## LISTED RECORDS
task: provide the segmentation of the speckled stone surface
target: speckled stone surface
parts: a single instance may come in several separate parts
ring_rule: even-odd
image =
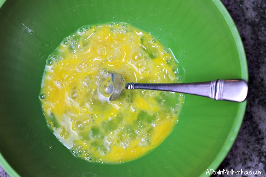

## EXERCISE DETAILS
Please rewrite the entries above with every "stone" switched to "marble" and everything else unchanged. Leave the pictures out.

## CORRECT RESPONSE
task: provide the segmentation of the speckled marble surface
target: speckled marble surface
parts: a single instance may come in several separate parts
ring_rule: even-odd
image =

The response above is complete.